**Exercise brief:**
Exclude all pictures, then restate the entries below word for word.

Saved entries
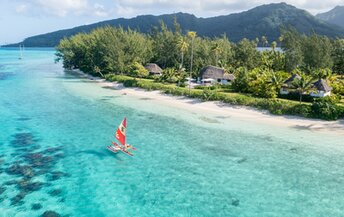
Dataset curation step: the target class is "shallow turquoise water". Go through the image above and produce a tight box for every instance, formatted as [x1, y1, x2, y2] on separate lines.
[0, 48, 343, 217]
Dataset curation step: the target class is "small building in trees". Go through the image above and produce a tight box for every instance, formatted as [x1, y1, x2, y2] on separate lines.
[199, 65, 235, 86]
[280, 75, 332, 97]
[144, 63, 163, 76]
[310, 79, 332, 97]
[280, 74, 301, 95]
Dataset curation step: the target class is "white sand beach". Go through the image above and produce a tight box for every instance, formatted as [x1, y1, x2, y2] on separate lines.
[74, 70, 344, 136]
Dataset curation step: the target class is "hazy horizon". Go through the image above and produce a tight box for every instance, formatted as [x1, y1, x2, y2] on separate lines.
[0, 0, 342, 45]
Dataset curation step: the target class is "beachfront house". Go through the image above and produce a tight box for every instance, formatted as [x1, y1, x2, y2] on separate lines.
[199, 65, 235, 86]
[280, 75, 332, 97]
[280, 74, 301, 95]
[144, 63, 163, 76]
[310, 79, 332, 97]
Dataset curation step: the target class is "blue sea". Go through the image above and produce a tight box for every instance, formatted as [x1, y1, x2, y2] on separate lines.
[0, 48, 343, 217]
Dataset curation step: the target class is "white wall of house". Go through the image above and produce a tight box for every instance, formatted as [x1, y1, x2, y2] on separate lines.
[201, 78, 232, 86]
[201, 78, 216, 86]
[279, 88, 289, 95]
[310, 91, 331, 97]
[220, 79, 232, 85]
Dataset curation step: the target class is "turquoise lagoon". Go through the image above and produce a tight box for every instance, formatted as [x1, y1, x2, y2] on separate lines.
[0, 48, 343, 217]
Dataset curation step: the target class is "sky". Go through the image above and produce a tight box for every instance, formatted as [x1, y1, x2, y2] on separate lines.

**Your response:**
Dataset curation step: the target class is "shallow turquoise water". Go through the image above and produce a tight box for every instance, formatted as [x1, y1, x2, y2] on separate lines.
[0, 48, 343, 217]
Dataset curation step: the target class is "small building in trees". Go through the image above and produce a tight box for every instance, formatted as [x1, y1, x2, y2] on separate lines.
[199, 65, 235, 86]
[280, 75, 332, 97]
[144, 63, 163, 76]
[310, 79, 332, 97]
[280, 74, 301, 95]
Dataset curation step: the target class is "white sand beach". Go through the image above and produce a tight box for every instance, formatted as [x1, y1, x2, y2] on separate lines.
[74, 70, 344, 136]
Dataset curation step: the target class is "hazy horizon". Go through the image above and produce a tight box for every instance, formatted as [x1, y1, x2, y2] on separate lines.
[0, 0, 342, 45]
Dataset curation step: the target class is "beachfront house". Go through the image above and produce a tight box for every instance, formatted as [x1, y1, x2, y2] on separate lines.
[199, 65, 235, 86]
[280, 75, 332, 97]
[280, 74, 301, 95]
[144, 63, 163, 76]
[310, 79, 332, 97]
Dataset curation step: the target class is "blue sea". Go through the image above and produce a tight box for every instance, formatted as [x1, y1, x2, y2] on separate lines.
[0, 48, 343, 217]
Dataset curation step: the target class is "white wall of house". Go through the image above and produce a tight box for every instance, formatted as [x1, y1, x2, y2] on separate lines.
[201, 78, 232, 86]
[201, 78, 216, 86]
[279, 88, 289, 95]
[310, 91, 331, 97]
[220, 79, 232, 85]
Dataset curation step: the target class is "turquoise lagoon". Go through the image above and produce a tight box for every instance, formatted as [x1, y1, x2, y2] on separate lines.
[0, 48, 343, 217]
Dataset curation step: the target class is "sky". Go through the image above and produce a tight box for every instance, formatted as [x1, y1, x2, y2] on separate lines.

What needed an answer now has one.